▸ **Document extract**

Example 9: Method of manufacturing the live attenuated Measles virus The method of manufacturing live attenuated Measles virus consists of:

Example 10: Method of manufacturing the live attenuated Rubella virus The method of manufacturing live attenuated Rubella virus consists of:

Claims

We Claim, 1. A lyophilized/freeze-dried viral combination composition, comprising: a) at least three viruses; b) stabilizer comprising at least one carbohydrate, at least one amino acid and at least one hydrolyzed protein; wherein, said virus is selected from a group of but not limited to a live attenuated virus (LAV), an inactivated virus, a chimeric virus, or a recombinant virus.

2. The lyophilized/freeze-dried viral combination composition of Claim 1, wherein the said combination composition is a vaccine composition that preserves the desired characteristics of each virus, including stability and immunogenicity.

3. The vaccine composition according to claim 2, comprising of at least three viruses selected from a group consisting of poxvirus, measles virus, mumps virus, rubella virus, sendai virus, sindbis virus and semliki forest virus (SFV), ross river virus, encephalitis virus, yellow fever virus, dengue virus, Japanese encephalitis (JE) virus, Kunjin virus, West Nile (WN) virus, tick-borne encephalitis (TBE) virus, St. Louis encephalitis virus, Murray Valley encephalitis virus, Zika virus, vesicular stomatitis virus (VSV), retrovirus, adenovirus, human adenovirus, bovine adenovirus, a canine adenovirus, a non-human primate adenovirus, a chicken adenovirus, porcine adenovirus, swine adenovirus, adeno- associated viruses, human immunodeficiency viruses (HIV), simian immunodeficiency virus (SIV), feline immunodeficiency virus (FIV)), herpes simplex virus, cytomegalovirus, Rhinovirus, Poliovirus, baculovirus vectors (autographacalifornica multiple nucleopolyhedrovirus (AcMNPV), hepatitis B virus (HBV), rubulavirus (new castle disease virus), parainfluenza virus, influenza virus, respiratory syncytial virus (RSV), human metapneumovirus (hMPV), Coronavirus (CoV), Ebola, Marburg, Nipah, Chikungunya, Rotavirus, Human papilloma virus, Herpes simplex, Hepatitis A, Hepatitis C, Hepatitis B, Hepatitis E, Variola Virus (smallpox, Monkeypox) and Varicella virus antigens.

▸ **Required work**
(A) Please repeat the patent excerpt from the words "We Claim, 1." through the words "a recombinant virus.", changing "stabilizer" to "stabilizing agent".
(B) Answer these questions from the patent excerpt:
(i) Under Claim 1, what does the stabilizer comprise?
(ii) According to Claim 2, which characteristics of each virus does the vaccine composition preserve?
(iii) Example 10 gives a method for manufacturing which virus?

▸ **Data provided**
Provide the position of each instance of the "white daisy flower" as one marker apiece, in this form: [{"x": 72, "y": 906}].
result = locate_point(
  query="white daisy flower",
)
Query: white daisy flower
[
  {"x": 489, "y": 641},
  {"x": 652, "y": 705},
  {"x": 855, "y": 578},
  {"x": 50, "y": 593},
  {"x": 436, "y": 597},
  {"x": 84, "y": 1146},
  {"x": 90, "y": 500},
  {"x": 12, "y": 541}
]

---

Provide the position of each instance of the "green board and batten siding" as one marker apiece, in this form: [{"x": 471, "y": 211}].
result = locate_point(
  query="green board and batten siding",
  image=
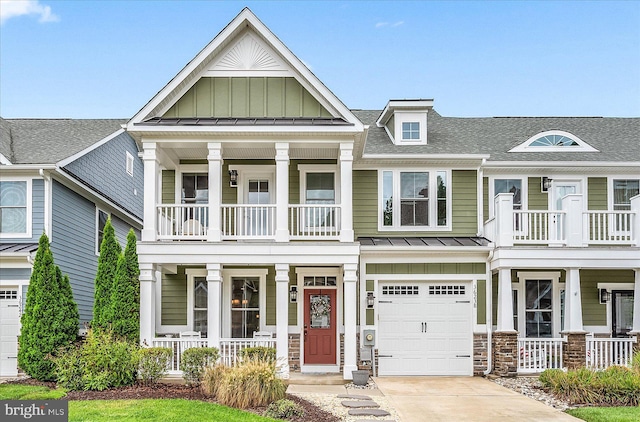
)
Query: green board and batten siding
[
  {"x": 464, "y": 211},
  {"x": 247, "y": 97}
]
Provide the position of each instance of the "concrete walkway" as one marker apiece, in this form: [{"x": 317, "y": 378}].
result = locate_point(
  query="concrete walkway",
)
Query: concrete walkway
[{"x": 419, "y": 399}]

---

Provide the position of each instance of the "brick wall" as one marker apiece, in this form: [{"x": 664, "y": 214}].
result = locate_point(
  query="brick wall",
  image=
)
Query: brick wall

▸ **Solution set**
(A)
We Claim, 1. A lyophilized/freeze-dried viral combination composition, comprising: a) at least three viruses; b) stabilizing agent comprising at least one carbohydrate, at least one amino acid and at least one hydrolyzed protein; wherein, said virus is selected from a group of but not limited to a live attenuated virus (LAV), an inactivated virus, a chimeric virus, or a recombinant virus.

(B)
(i) At least one carbohydrate, at least one amino acid and at least one hydrolyzed protein.
(ii) Stability and immunogenicity.
(iii) The live attenuated Rubella virus.